=== Text passage ===

Statement of the American Public Welfare Association

Recommendations To Amend the Data Collection and Reporting Requirements of the Personal Responsibility and Work Opportunity Reconciliation Act (P.L. 104–193)

Summary

• Data collection and reporting requirements of the welfare law pose both systems design and data storage burdens. This is clearly an unfunded mandate in the new law.
• APWA calls on Congress to reexamine the data elements in section 411 (TANF) and section 611 (child care) and to eliminate or revise those that unnecessarily burden states with systems changes.
• APWA recommends that the Secretary of Health and Human Services, working with Congress and the states, develop alternative TANF and child care data collection and reporting requirements to replace those now required under the law, and do so by July 1, 1997.

=== Given information ===

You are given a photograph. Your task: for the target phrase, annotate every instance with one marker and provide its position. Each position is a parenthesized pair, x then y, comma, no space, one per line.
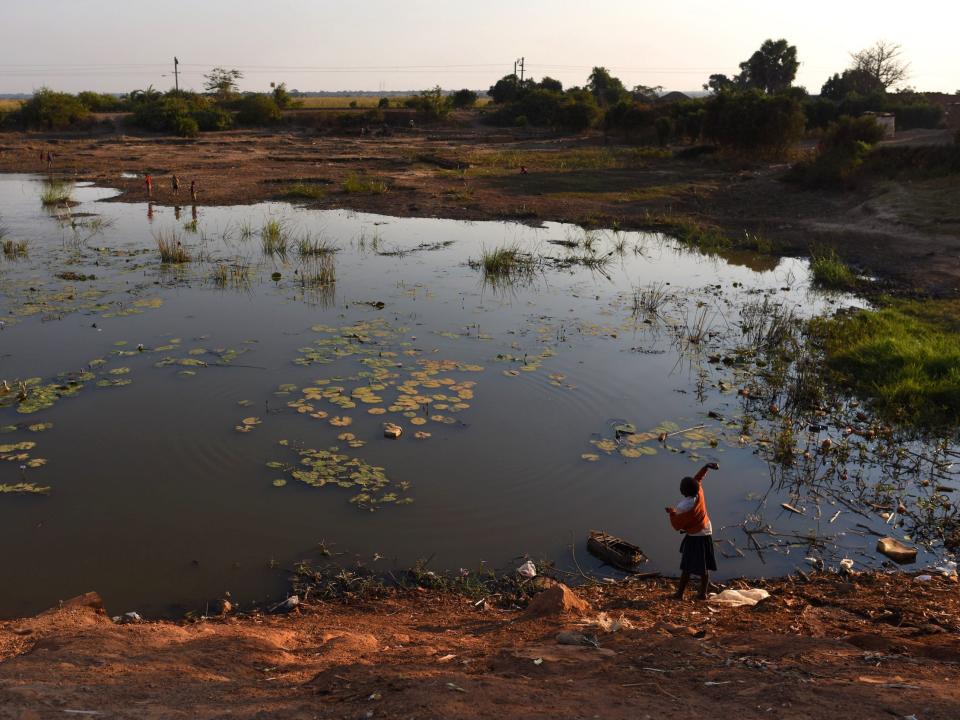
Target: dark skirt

===

▶ Written task A:
Answer these about the APWA statement, one per line:
(i) Which act does it recommend amending?
(ii) Which two sections does APWA ask Congress to reexamine?
(iii) By what date should the alternative requirements be developed?
▶ Written task B: Reproduce the APWA statement between "Statement of the" and "July 1, 1997.", inclusive.
▶ Written task C: Sum up the APWA statement in two sentences.
You won't need the lines for any of this.

▶ Output A:
(i) The Personal Responsibility and Work Opportunity Reconciliation Act (P.L. 104–193)
(ii) Section 411 (TANF) and section 611 (child care)
(iii) July 1, 1997

▶ Output B:
Statement of the American Public Welfare Association

Recommendations To Amend the Data Collection and Reporting Requirements of the Personal Responsibility and Work Opportunity Reconciliation Act (P.L. 104–193)

Summary

• Data collection and reporting requirements of the welfare law pose both systems design and data storage burdens. This is clearly an unfunded mandate in the new law.
• APWA calls on Congress to reexamine the data elements in section 411 (TANF) and section 611 (child care) and to eliminate or revise those that unnecessarily burden states with systems changes.
• APWA recommends that the Secretary of Health and Human Services, working with Congress and the states, develop alternative TANF and child care data collection and reporting requirements to replace those now required under the law, and do so by July 1, 1997.

▶ Output C: APWA says the welfare law's data collection and reporting requirements burden states with systems design and data storage, making them an unfunded mandate. It asks Congress to reexamine the data elements in sections 411 and 611 and recommends that the Secretary of Health and Human Services, working with Congress and the states, develop replacement TANF and child care requirements by July 1, 1997.